→ **SUPPLIED INFORMATION**
----------------

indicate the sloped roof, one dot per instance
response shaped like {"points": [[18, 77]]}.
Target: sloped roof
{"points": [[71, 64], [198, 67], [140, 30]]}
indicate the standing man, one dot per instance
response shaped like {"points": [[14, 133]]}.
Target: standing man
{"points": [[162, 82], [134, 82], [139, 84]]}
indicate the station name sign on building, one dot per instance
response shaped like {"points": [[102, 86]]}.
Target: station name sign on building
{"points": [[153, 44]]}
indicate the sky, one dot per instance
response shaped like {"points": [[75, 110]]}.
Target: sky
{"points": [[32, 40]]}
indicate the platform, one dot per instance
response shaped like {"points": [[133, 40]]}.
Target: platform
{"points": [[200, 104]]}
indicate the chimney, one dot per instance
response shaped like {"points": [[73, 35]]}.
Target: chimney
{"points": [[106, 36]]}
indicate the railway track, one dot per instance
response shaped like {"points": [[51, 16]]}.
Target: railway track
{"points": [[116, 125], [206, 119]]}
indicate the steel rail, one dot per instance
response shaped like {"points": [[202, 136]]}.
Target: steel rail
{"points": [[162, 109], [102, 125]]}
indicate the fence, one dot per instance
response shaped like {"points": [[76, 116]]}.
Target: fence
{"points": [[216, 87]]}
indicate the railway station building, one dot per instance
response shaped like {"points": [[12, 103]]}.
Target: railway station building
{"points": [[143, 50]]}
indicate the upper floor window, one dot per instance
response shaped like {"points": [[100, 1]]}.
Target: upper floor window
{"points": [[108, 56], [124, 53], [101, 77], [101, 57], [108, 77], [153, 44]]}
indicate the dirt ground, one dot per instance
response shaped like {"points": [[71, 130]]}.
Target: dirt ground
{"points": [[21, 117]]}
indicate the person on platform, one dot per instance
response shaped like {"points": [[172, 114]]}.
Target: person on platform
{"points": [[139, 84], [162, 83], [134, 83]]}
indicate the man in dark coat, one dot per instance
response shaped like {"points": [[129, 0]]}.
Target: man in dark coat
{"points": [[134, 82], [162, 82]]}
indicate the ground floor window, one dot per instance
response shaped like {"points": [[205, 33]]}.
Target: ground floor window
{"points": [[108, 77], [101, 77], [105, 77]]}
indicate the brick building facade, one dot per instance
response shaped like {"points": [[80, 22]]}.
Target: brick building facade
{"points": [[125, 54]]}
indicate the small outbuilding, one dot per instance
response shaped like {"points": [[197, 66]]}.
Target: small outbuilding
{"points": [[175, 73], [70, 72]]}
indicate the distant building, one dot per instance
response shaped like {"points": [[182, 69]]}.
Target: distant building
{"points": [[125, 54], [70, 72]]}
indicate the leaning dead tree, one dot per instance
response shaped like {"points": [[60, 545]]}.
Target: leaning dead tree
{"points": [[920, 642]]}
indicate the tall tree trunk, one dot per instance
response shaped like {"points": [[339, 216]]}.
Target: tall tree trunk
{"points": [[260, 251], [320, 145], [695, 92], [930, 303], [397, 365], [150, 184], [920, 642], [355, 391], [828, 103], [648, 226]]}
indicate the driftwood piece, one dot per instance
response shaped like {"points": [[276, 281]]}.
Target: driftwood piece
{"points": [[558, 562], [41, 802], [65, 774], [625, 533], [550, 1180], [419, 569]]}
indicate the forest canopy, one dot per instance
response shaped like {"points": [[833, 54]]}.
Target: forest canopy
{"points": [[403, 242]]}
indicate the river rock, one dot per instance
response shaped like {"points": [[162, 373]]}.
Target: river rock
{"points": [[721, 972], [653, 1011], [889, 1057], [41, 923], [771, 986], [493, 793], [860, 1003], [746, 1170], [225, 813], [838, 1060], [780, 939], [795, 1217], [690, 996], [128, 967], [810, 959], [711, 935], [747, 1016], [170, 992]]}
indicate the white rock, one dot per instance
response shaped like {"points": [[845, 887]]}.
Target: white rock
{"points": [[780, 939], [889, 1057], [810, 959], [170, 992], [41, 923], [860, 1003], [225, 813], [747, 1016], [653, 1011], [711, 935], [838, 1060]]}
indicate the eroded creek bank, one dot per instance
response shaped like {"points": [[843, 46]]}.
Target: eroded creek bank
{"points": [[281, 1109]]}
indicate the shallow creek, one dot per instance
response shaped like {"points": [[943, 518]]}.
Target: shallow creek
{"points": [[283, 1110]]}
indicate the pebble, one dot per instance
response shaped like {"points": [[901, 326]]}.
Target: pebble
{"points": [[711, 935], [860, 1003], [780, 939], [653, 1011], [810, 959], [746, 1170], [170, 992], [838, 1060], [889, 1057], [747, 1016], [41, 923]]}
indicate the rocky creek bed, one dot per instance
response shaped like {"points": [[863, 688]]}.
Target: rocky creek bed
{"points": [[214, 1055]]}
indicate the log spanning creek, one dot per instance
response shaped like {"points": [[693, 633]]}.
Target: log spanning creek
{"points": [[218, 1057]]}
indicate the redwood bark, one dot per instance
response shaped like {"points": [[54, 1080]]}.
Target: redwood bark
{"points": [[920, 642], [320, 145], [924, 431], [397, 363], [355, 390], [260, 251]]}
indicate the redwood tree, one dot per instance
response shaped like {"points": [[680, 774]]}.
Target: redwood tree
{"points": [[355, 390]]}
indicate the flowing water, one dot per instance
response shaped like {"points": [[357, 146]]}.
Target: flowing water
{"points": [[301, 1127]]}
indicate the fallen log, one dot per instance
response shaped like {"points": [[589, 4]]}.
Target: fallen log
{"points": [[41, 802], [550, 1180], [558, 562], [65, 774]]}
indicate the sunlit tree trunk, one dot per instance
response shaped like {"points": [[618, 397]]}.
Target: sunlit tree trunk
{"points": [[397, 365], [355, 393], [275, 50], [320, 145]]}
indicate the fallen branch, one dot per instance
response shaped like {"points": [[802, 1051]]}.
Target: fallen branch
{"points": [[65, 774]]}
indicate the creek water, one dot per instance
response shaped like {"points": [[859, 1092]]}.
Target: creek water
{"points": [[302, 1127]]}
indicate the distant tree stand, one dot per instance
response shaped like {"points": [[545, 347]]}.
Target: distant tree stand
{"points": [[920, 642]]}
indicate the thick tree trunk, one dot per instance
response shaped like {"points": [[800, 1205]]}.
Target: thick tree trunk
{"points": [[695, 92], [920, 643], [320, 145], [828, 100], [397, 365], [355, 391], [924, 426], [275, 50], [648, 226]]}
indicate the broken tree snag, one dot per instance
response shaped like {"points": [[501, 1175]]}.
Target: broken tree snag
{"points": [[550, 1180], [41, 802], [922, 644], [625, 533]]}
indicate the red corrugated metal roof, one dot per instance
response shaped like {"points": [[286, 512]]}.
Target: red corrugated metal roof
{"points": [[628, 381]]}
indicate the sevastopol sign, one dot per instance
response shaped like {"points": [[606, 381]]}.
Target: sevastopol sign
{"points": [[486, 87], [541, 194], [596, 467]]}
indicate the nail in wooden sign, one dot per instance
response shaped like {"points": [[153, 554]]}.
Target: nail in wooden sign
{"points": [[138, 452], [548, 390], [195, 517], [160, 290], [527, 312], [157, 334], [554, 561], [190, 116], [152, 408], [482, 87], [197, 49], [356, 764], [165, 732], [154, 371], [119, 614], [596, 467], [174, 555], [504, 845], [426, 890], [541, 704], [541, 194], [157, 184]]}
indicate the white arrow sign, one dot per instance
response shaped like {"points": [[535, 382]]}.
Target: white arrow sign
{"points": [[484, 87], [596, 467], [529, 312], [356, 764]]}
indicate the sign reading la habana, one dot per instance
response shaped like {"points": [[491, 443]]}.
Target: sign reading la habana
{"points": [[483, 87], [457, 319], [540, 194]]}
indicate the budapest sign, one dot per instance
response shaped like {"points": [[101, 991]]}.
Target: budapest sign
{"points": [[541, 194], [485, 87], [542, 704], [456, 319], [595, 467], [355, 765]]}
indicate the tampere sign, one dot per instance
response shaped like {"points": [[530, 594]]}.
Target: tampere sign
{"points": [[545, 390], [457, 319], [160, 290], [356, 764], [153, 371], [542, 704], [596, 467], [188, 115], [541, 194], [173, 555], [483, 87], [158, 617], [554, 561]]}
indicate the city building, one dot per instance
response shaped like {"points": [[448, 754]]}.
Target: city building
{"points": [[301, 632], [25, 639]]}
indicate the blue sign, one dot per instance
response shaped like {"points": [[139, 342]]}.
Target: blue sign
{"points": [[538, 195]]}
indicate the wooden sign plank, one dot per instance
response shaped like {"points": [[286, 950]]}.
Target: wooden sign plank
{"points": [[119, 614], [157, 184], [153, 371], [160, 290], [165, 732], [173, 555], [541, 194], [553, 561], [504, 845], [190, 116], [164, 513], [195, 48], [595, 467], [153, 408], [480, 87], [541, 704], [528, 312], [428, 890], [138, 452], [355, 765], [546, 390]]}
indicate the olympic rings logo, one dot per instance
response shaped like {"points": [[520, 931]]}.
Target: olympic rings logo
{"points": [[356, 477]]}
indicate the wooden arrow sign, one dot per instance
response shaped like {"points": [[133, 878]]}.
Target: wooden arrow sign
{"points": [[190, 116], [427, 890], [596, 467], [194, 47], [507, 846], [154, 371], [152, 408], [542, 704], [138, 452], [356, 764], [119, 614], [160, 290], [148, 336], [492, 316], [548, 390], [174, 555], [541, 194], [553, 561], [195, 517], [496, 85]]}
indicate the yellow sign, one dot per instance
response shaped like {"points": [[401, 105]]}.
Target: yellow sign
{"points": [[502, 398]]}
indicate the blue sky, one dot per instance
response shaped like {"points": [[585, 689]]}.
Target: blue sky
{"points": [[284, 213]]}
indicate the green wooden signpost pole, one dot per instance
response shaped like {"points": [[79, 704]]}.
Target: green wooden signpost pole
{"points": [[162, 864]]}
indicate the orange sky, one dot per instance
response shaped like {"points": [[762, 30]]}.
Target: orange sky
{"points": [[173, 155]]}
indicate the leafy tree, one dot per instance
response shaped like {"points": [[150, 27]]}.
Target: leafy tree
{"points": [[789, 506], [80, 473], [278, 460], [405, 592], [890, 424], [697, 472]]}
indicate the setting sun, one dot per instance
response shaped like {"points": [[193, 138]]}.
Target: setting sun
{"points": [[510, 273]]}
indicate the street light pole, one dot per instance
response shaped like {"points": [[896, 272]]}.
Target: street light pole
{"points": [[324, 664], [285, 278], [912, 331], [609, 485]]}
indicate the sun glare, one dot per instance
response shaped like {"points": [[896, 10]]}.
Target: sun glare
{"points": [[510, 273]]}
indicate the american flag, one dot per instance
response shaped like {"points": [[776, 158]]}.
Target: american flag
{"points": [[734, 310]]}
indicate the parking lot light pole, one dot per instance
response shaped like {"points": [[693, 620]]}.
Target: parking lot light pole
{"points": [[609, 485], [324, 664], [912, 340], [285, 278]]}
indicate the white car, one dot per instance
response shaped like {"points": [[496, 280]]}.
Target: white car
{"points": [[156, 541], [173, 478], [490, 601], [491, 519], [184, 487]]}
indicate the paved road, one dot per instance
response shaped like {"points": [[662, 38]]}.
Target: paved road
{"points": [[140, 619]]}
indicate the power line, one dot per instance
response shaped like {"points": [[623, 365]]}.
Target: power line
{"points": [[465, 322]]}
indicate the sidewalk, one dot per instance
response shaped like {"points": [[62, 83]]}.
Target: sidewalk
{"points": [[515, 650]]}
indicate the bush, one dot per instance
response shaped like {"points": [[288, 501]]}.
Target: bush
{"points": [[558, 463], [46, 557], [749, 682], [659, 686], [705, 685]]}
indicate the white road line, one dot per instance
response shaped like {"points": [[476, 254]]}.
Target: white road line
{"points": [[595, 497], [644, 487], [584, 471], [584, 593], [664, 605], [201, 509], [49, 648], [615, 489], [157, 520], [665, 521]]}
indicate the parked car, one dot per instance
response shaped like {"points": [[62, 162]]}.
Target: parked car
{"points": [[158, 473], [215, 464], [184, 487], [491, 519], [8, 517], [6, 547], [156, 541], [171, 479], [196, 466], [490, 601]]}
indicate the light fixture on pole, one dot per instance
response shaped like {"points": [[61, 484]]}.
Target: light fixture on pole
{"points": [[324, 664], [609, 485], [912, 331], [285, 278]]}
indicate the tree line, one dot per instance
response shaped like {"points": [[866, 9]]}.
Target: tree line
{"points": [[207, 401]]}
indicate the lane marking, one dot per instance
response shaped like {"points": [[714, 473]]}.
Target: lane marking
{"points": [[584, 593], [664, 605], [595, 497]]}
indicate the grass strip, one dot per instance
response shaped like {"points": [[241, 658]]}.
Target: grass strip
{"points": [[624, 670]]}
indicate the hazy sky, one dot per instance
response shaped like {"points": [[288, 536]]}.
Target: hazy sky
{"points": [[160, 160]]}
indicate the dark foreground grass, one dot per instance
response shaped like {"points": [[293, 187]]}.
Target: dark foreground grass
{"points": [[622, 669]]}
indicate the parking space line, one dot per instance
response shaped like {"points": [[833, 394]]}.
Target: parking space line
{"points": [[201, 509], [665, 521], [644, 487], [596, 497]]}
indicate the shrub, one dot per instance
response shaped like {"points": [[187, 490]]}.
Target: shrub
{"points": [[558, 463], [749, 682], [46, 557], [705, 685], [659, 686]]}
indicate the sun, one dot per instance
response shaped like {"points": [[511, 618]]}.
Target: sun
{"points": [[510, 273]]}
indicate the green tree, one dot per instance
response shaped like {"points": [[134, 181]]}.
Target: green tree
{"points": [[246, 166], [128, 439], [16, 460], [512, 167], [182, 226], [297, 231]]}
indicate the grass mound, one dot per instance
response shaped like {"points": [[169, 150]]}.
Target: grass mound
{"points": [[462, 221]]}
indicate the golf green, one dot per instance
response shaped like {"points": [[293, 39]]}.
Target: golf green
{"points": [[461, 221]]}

----------------

→ **STATED TASK**
Set down, word for word, every line from the line that holds "indicate the shrub, one dot per instance" to the end of the entries above, including both ends.

→ **ANSWER TO THIS PROBLEM**
indicate the shrub, one dot per instance
response shaped like {"points": [[187, 490]]}.
Target: shrub
{"points": [[558, 463], [749, 682], [46, 557], [705, 685], [659, 686]]}
indicate the sun, one dot per instance
response shaped like {"points": [[511, 618]]}.
Target: sun
{"points": [[510, 273]]}
indicate the green tree, one dot per instance
response shaped like {"points": [[134, 181]]}.
Target: green tree
{"points": [[246, 166], [128, 439], [16, 460], [512, 167], [182, 226], [297, 231]]}
indicate the grass mound, one dot per instance
response shaped like {"points": [[169, 150]]}.
Target: grass mound
{"points": [[462, 221]]}
indicate the golf green, one dot per instance
response shaped like {"points": [[293, 39]]}.
Target: golf green
{"points": [[461, 221]]}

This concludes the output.